▶ _Exercise objective_
Update the listing below by replacing every "single dot" with "single point" and keeping all other text the same. Leave the pictures out of your answer.

-- START OF Provided information --

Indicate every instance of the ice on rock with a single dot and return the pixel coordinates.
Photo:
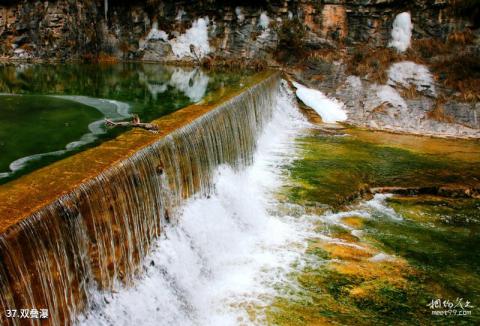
(401, 32)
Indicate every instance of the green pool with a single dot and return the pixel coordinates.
(383, 259)
(48, 112)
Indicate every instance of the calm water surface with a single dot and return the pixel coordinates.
(48, 112)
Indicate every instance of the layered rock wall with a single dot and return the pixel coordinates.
(69, 29)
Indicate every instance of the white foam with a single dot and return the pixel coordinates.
(156, 34)
(401, 32)
(331, 110)
(378, 204)
(227, 252)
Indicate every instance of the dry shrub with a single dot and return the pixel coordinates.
(438, 112)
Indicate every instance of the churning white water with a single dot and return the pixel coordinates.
(227, 252)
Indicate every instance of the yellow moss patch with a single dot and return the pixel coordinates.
(346, 252)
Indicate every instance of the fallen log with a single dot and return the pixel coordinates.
(135, 123)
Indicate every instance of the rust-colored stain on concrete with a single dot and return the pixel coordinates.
(22, 197)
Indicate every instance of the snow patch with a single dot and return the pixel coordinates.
(354, 81)
(180, 14)
(329, 109)
(197, 36)
(240, 15)
(156, 34)
(401, 32)
(192, 83)
(389, 94)
(264, 20)
(408, 73)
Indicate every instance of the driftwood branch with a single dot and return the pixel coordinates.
(135, 123)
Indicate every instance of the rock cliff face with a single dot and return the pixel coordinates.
(69, 29)
(323, 43)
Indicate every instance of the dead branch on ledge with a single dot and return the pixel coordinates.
(135, 123)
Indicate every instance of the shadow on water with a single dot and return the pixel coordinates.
(383, 259)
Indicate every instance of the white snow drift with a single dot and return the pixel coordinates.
(408, 73)
(197, 35)
(401, 32)
(329, 109)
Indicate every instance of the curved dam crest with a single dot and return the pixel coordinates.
(85, 223)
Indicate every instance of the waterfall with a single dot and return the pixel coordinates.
(96, 237)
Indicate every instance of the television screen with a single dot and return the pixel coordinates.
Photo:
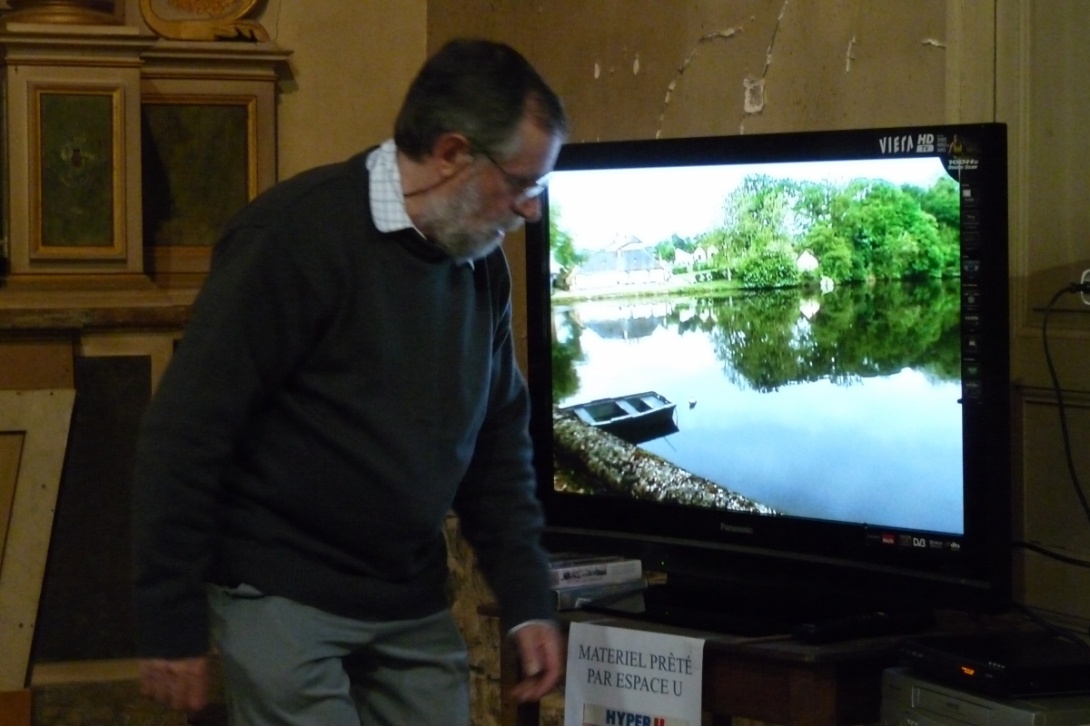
(783, 352)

-- END OF Provided information --

▶ _Complete response_
Indicate every instance of the ice on rock with a single point and return the pixel coordinates.
Photo:
(401, 32)
Indicate every instance of the green pool with a single point and return the pixel coordinates.
(383, 259)
(48, 112)
Indicate every instance of the calm water surface with a single point and return the pixel coordinates.
(48, 112)
Indicate every instance of the layered rock wall with a single point and return the pixel coordinates.
(69, 29)
Indicate every instance of the white foam with a single point and return the pixel coordinates.
(156, 34)
(401, 32)
(331, 110)
(378, 204)
(227, 252)
Indicate every instance of the dry shrub with a single point and return the pixel coordinates.
(438, 112)
Indicate every instance of the churning white water with a single point and return the pixel coordinates.
(227, 252)
Indicate every instance of the yellow moss patch with a single point and return the pixel coordinates.
(346, 252)
Indicate every instance of the fallen log with a single point and return the pixel coordinates.
(135, 123)
Indicate every instance of the rust-colored stain on concrete with a single point and return the pixel coordinates.
(22, 197)
Indicate every instance of the snow patch with a single point and return the pixel coordinates.
(354, 81)
(180, 14)
(329, 109)
(197, 36)
(240, 15)
(156, 34)
(401, 32)
(192, 83)
(389, 94)
(264, 20)
(408, 73)
Indicate every instance of the driftwood branch with a single point and return the pixel coordinates.
(135, 123)
Indicate every instance of the rock cliff face with a single point and return the pixel coordinates.
(69, 29)
(323, 43)
Indicate every instance of the dead branch on ledge with a single point and return the pixel coordinates.
(135, 123)
Indicate every instance of the shadow on water with a single point and return the pixel coordinates.
(383, 259)
Indicate every instance of the white snow drift with a single point and return the pixel coordinates.
(408, 73)
(197, 35)
(401, 32)
(329, 109)
Indicate every instance of the curved dam crest with a single point and return the pixel coordinates.
(85, 223)
Indicate every instance of the waterfall with a single point and return the pixel coordinates.
(96, 237)
Indicate every instance of the television screen with a single point and return the pixel coordinates.
Photo:
(783, 352)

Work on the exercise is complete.